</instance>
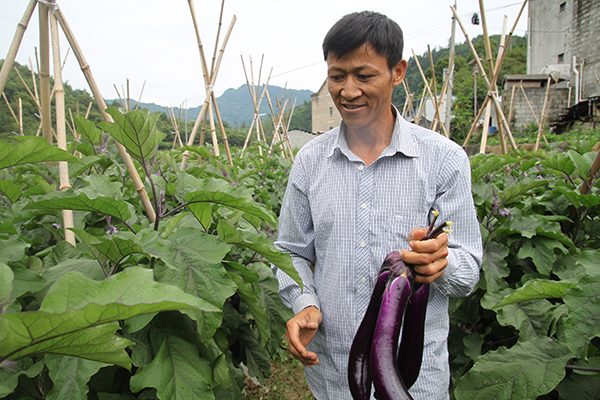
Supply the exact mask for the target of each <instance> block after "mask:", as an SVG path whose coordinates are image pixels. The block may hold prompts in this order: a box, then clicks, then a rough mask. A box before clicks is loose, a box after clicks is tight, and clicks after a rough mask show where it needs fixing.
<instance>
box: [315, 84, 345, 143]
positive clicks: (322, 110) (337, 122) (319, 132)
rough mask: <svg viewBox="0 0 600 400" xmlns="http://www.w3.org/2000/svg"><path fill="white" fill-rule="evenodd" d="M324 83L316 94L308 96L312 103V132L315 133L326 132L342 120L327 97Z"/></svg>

_ _ _

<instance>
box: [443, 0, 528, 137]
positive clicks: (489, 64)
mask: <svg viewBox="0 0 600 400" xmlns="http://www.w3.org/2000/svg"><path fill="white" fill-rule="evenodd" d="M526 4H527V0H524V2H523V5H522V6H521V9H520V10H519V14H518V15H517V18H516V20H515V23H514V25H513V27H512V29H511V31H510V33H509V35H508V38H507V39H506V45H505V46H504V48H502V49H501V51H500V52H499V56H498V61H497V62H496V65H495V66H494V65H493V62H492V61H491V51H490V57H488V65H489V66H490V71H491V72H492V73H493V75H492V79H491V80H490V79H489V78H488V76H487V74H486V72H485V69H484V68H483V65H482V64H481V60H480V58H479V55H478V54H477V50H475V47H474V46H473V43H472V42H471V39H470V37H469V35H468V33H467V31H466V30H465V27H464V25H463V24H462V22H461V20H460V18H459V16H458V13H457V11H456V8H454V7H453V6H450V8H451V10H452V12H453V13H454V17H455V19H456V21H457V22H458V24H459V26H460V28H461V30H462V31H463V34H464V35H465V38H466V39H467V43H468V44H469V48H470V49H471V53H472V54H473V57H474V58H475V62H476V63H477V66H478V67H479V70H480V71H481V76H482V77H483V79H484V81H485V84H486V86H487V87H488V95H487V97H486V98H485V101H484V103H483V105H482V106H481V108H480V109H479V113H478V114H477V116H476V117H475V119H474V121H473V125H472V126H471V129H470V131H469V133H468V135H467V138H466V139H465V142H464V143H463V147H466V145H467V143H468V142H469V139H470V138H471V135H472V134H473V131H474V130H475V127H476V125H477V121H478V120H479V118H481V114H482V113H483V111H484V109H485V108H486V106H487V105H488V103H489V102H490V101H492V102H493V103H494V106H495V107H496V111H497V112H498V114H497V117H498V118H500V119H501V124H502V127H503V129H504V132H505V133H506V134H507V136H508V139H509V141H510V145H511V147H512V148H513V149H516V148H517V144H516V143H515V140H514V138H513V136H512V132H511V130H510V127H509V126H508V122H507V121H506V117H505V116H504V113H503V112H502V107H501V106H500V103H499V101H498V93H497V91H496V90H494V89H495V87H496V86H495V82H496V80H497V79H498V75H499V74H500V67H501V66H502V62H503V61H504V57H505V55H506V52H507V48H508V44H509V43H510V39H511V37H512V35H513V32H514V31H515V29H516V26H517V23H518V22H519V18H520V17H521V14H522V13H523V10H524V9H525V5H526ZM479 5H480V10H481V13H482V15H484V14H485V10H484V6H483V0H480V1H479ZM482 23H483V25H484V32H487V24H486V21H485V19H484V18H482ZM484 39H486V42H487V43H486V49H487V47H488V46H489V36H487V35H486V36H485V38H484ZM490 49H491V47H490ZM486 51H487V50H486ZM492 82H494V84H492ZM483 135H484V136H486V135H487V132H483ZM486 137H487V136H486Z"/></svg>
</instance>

_ _ _

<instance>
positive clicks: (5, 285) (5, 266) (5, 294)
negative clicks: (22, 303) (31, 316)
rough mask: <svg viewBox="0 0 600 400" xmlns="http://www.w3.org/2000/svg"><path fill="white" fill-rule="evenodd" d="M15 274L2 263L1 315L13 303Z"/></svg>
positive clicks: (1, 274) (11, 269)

_ _ _

> [Exercise requirements]: Identify each line of the data above that contains the word "clicks" and copy those lines in full.

> [Exercise result]:
Supply the exact mask for the target of each <instance> block after "mask:", as an SVG path whose coordinates are image pixels. The block may hold prompts in this order: a box, then clicks, then a rough mask. A box before clicks is loose, a box after clicks is tight, and clicks after a rough mask show where it needs fixing.
positive clicks: (322, 110) (337, 122) (319, 132)
positive clicks: (489, 64)
positive clicks: (5, 285) (5, 266) (5, 294)
negative clicks: (22, 303) (31, 316)
positive clicks: (1, 274) (11, 269)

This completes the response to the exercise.